Work instructions:
Please copy every record below exactly, leaving out the pictures.

(Saved entries)
----------
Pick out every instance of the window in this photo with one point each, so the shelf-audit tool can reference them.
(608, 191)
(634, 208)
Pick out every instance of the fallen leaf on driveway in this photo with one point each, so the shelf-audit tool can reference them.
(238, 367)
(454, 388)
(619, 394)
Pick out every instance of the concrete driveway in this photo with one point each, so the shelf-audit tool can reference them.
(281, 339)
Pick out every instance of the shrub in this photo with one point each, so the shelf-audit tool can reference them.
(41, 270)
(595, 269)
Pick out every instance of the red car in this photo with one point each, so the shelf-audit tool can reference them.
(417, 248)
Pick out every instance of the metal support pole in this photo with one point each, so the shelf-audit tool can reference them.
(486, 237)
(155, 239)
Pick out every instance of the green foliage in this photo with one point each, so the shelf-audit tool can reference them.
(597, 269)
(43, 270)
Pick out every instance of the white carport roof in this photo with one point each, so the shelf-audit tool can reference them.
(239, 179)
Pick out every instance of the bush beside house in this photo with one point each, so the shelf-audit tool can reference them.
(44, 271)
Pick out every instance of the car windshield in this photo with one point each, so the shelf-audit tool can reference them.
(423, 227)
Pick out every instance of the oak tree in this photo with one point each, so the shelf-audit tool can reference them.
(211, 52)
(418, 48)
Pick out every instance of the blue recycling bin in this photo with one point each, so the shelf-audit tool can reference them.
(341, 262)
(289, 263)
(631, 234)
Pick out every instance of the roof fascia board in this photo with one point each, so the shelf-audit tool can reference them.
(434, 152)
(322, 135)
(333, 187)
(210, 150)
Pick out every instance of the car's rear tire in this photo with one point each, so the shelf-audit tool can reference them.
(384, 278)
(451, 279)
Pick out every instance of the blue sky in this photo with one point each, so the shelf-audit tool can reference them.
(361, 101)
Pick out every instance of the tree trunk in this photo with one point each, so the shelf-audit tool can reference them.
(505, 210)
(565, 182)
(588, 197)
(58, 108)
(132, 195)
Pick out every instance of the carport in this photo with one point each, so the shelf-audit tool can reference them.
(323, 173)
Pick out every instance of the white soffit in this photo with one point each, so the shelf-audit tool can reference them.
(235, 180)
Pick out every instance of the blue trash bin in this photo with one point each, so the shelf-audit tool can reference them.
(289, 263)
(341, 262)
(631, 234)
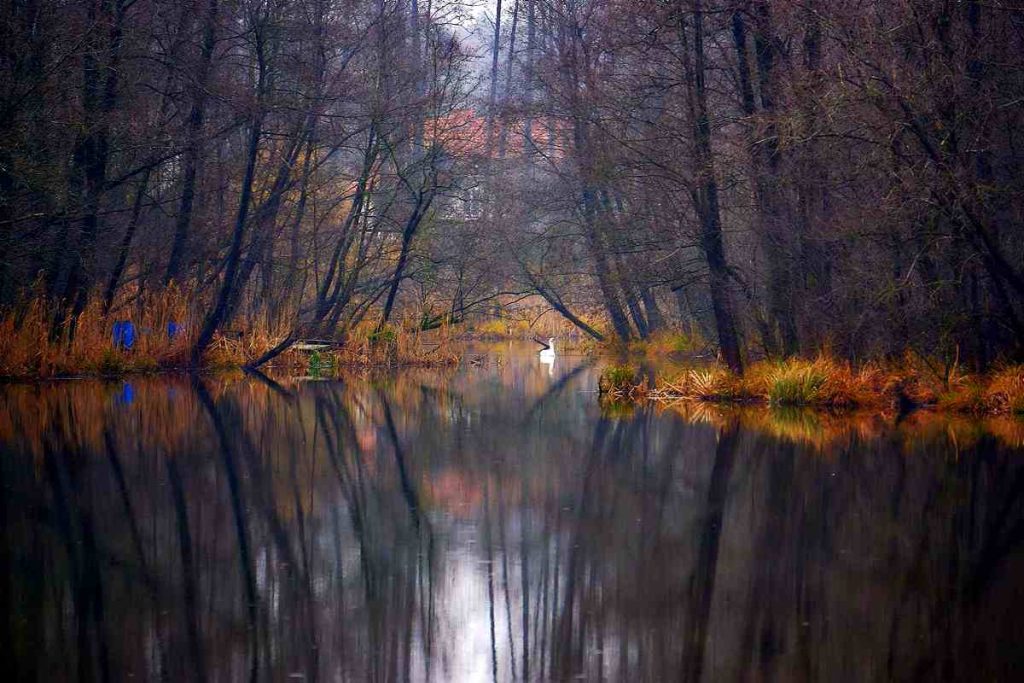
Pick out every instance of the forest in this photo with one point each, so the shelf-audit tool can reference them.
(778, 177)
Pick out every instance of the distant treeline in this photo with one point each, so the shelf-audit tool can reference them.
(783, 176)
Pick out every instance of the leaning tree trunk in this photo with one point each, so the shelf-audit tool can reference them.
(708, 204)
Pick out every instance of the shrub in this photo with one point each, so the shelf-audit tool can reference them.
(616, 378)
(1006, 391)
(796, 384)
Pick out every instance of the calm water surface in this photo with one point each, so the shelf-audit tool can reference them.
(492, 522)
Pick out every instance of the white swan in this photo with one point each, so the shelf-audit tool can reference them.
(548, 356)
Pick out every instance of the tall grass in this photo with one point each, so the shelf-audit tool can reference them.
(33, 346)
(825, 382)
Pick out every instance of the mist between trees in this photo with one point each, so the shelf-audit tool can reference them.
(781, 176)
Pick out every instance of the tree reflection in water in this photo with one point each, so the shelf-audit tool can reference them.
(495, 524)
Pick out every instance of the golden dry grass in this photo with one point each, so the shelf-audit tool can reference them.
(824, 382)
(33, 347)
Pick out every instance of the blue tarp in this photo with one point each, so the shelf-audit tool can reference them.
(124, 334)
----------
Reply:
Pick out every instance of the window in this photo with one point each, so the shelf-audit tool can reference them.
(608, 191)
(634, 208)
Pick out every instance of the fallen leaf on driveway in this photo with one point each, so the shelf-audit tool can reference them.
(238, 367)
(454, 388)
(619, 394)
Pick out every instance of the concrete driveway in this photo with one point each, so the shelf-audit tool can reference them.
(281, 339)
Pick out every instance of the shrub in this photo with one point each, so the shelf-audit tool can reference them.
(41, 270)
(595, 269)
Pick out every instance of the red car in this photo with one point each, so the shelf-audit tool can reference them.
(417, 248)
Pick out every instance of the metal support pole in this photo with one point each, so the shelf-audit tool can reference them.
(486, 237)
(155, 239)
Pick out every instance of the green foliage in this photo with one point each, so the shelf-audit tool can reference them.
(597, 269)
(43, 270)
Pick out every instance of the white carport roof in this photo with one point each, so the shelf-audit tool can reference them.
(239, 179)
Pick out every instance of the bush beside house in this photo with one point each, so the shelf-audit tool can reference them.
(44, 271)
Pick out every instance of the car windshield in this photo with one point each, so the shelf-audit tool can reference them.
(423, 227)
Pick out every instance of the oak tree in this photo with one point each, so the shelf-audit tool can reference them.
(211, 52)
(418, 48)
Pick out every instance of the blue recycling bin in this photo with one point each, so the shelf-audit tool can reference them.
(341, 262)
(289, 263)
(631, 234)
Pick out every instance of the roof fascia board in this photo with one point each, so the shelf-audit tool can reference them.
(434, 152)
(322, 135)
(333, 187)
(210, 150)
Pick out every instance of the car's rear tire in this photo with one point each, so the shelf-audit tool can reference them.
(384, 278)
(451, 279)
Pick out every instance of the blue sky in this photo with one point each, so the shelf-audit tool can reference them.
(361, 101)
Pick out every instance of the tree trunk in this photo with one point each, so the shelf-audit tool can reference them.
(505, 210)
(565, 182)
(588, 197)
(58, 108)
(132, 195)
Pick out every instance of the carport in this photo with one point each, so the shelf-audit tool can reference them.
(323, 173)
Pick out every instance of the white soffit in this photo with one point each, so the shelf-audit tool can reference them.
(235, 180)
Pick out every instance of the blue trash bin in this photo with one point each, so the shelf-audit tool can reference them.
(289, 263)
(341, 262)
(631, 234)
Pick out every instance of the forest in this photo with one point each, so the shelf-audit tool can reference them.
(778, 177)
Pick out every instance of the distant treeline in this photo with one point each, so the shelf-audit tool can reference them.
(783, 176)
Pick out every instance of the leaning tree trunk in this photo with one point each, so the shelf-audit tool can reference them.
(708, 204)
Pick out every instance of the shrub in this photo with one point each, so the shelf-audit tool can reference them.
(616, 378)
(1006, 391)
(796, 384)
Pick out every instance of the calm water surface in this photo with one point each, so the shelf-audit tool can reference them.
(492, 522)
Pick out every instance of the white swan in this photo with one point each, so the shelf-audit tool can reference them.
(548, 356)
Pick out every instance of the tall grass in this photo with one point each, so the shelf-audit tool can reference them.
(33, 346)
(825, 382)
Pick out every instance of the mist between trees in this photo with one point each, so the shelf-audit tool can reference them.
(781, 176)
Pick out every instance of the tree reflection in water in this photo with one point each, so the shelf-audit tool can reference them.
(495, 524)
Pick out every instance of the golden dry grass in this photo with one point each, so the shelf-audit tool can reference them.
(824, 382)
(33, 347)
Pick out every instance of the blue tarp in this photo with one point each, so the shelf-audit tool can reference them.
(124, 334)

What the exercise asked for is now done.